What is contextualization? How have we gotten to the point where successful ministers are homosexuals, or are psychologically similar to those with same-sex intimacy desires? How have we gotten to that point? You know what Doug Wilson says? Doug Wilson says that evangelicals want women to preach to them, and so let them! Stop trying to make men be women. Give them women! Women are much better at being women than men are.  I think it’s a stroke of genius. Now. Here’s what I asked again: What is the purpose of the discussion of contextualization today? What is it?

Innoculated against the authority of the Word of God

The purpose of contextualization is not unbelievers. You know why? I can guarantee you that if you give me somebody from Wheaton, the center of evangelicalism, in this church, they will not listen to the preaching, the dead-on, straight on, dead ahead preaching of the Word of God. You give me an honest pagan and it’ll be wonderful. Because an honest pagan is not expecting you to be a hypocrite! The honest pagan has not been innoculated against the authority of the Word of God by endless explanations of what the text really means. The honest pagan expects you to tell him that he is headed for hell, that unless he repents he will perish, because he lives every single day with his conscience, and that’s why he hates God, and that’s why he hates Scripture, and so if you’re faithful to Scripture the pagan will either kill you or repent, but that’s the one thing you’ll never get an evangelical to do.

Jody is here from Wisconsin, and I remember arriving at my first pastorate and after I’d been there a little time a woman coming to my wife and me over in the manse next door to the church one day, and she said to us, um, I’ve been reading here, and it says that our adornment should not be jewelry and stuff like that. Should I stop wearing jewelry? Well that’s a question you’ll never ever get from an evangelical! Because evangelicals have had the Word of God perfectly parsed to them very tightly, in such a way that they know that nothing Scripture says has any application to us, except maybe adultery. And so here she was asking, what about head coverings? What about jewelry? What about submission? You see, she had never known that the Word of God was authoritative, and when she was told that it had authority, everything in her life became negotiable. Everything.

****************************************

▸ **Exercise set**:
**A.** Check each statement against the passage on contextualization. Answer yes or no, and quote the words from the passage that decide it.
(i) The passage says the purpose of contextualization is unbelievers.
(ii) The woman at the first pastorate asked whether she should stop wearing jewelry.
(iii) Jody is said to be from Wheaton.
**B.** Answer these questions from the passage on contextualization:
(i) What place does the passage call the center of evangelicalism?
(ii) Where was the manse located?
(iii) What does the honest pagan live with every single day?
**C.** List every matter the passage on contextualization names in the woman's "what about" questions.

****************************************

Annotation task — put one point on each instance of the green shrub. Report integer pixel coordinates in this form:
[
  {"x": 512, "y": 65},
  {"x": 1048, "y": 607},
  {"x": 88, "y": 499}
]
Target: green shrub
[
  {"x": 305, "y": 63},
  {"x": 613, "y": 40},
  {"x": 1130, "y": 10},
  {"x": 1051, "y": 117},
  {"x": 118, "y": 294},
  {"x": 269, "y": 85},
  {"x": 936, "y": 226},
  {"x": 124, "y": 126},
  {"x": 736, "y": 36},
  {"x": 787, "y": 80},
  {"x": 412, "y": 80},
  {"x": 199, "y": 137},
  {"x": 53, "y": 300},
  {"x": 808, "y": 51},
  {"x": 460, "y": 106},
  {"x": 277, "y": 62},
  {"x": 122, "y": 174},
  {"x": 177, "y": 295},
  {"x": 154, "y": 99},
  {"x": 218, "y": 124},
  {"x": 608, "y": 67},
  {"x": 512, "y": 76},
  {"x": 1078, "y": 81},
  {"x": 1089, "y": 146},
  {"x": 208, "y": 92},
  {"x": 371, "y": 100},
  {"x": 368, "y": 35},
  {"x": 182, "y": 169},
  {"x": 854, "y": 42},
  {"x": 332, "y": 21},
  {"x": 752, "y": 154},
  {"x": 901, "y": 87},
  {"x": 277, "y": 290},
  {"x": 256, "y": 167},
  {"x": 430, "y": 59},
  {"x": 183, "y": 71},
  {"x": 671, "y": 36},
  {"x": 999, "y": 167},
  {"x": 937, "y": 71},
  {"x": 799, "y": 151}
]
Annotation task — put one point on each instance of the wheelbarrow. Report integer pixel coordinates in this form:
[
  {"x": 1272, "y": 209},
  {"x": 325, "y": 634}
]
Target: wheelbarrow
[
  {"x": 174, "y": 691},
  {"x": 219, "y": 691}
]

****************************************

▸ **Solutions by task**:
**A.**
(i) No: "The purpose of contextualization is not unbelievers."
(ii) Yes: "Should I stop wearing jewelry?"
(iii) No: "Jody is here from Wisconsin"

**B.**
(i) Wheaton
(ii) Next door to the church
(iii) His conscience

**C.** Head coverings, jewelry, submission